# Consigne:
Reproduisez mot pour mot le passage de l'entretien sur le roman Diane et les images, en commençant à « Le Pays : Pouvez-vous » et en terminant à « dans ce centre. ».

─── Passage extrait ───

Diane et les images : contes initiatiques d’ici et là-bas vient de remporter le prix du premier roman de l’Union européenne à l’occasion de la 12e édition de la Rentrée littéraire du Mali. Cette œuvre, publiée en coédition par les éditions La Sahélienne Mali et les éditions Renaissance Art et lettre de France, est produite par une Franco-Malienne, Corinne Chandra Diallo que nous interrogeons sur ce roman.

Le Pays : Pouvez-vous vous présenter à nos lecteurs et abonnés ?

Corinne Chandra Diallo : je suis malienne par mon père, et également d’origine française, gabonaise et italienne par ma mère. Si je me définis professionnellement, je dirais que je suis professeure d’Histoire-Géographie, mais que j’exerce actuellement la fonction de coordinatrice de dispositif relais. Un dispositif d’aide aux collégiens en difficulté. Je suis responsable de ce centre, responsable d’accueillir les élèves, de faire le lien avec leur établissement d’origine, de créer un projet pédagogique sur mesure qui les motive pour les mettre au travail, mais aussi qui les amène à se responsabiliser par rapport à leur comportement. Vous pourrez deviner d’emblée qu’on accueille essentiellement des élèves issus d’Afrique dans ce centre.

─── Matériel fourni ───

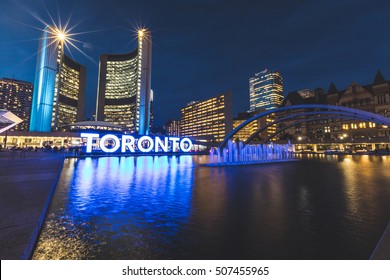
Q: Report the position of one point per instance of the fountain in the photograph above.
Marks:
(240, 154)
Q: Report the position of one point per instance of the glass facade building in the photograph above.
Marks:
(59, 88)
(69, 103)
(124, 89)
(16, 96)
(211, 118)
(265, 90)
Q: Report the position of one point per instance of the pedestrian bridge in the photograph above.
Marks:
(298, 114)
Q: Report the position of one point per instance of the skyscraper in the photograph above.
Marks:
(124, 89)
(16, 96)
(211, 118)
(59, 89)
(266, 92)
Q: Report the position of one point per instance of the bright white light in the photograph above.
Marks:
(61, 35)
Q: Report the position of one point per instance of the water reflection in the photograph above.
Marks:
(327, 207)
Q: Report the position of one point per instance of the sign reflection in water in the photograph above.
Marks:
(329, 207)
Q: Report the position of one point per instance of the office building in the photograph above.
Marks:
(124, 87)
(16, 97)
(59, 89)
(251, 128)
(172, 128)
(266, 92)
(211, 118)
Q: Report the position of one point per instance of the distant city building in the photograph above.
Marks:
(172, 128)
(249, 129)
(266, 92)
(124, 89)
(211, 118)
(16, 96)
(59, 89)
(374, 98)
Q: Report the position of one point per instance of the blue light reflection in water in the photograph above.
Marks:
(324, 207)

───

# Réponse complète:
Le Pays : Pouvez-vous vous présenter à nos lecteurs et abonnés ?

Corinne Chandra Diallo : je suis malienne par mon père, et également d’origine française, gabonaise et italienne par ma mère. Si je me définis professionnellement, je dirais que je suis professeure d’Histoire-Géographie, mais que j’exerce actuellement la fonction de coordinatrice de dispositif relais. Un dispositif d’aide aux collégiens en difficulté. Je suis responsable de ce centre, responsable d’accueillir les élèves, de faire le lien avec leur établissement d’origine, de créer un projet pédagogique sur mesure qui les motive pour les mettre au travail, mais aussi qui les amène à se responsabiliser par rapport à leur comportement. Vous pourrez deviner d’emblée qu’on accueille essentiellement des élèves issus d’Afrique dans ce centre.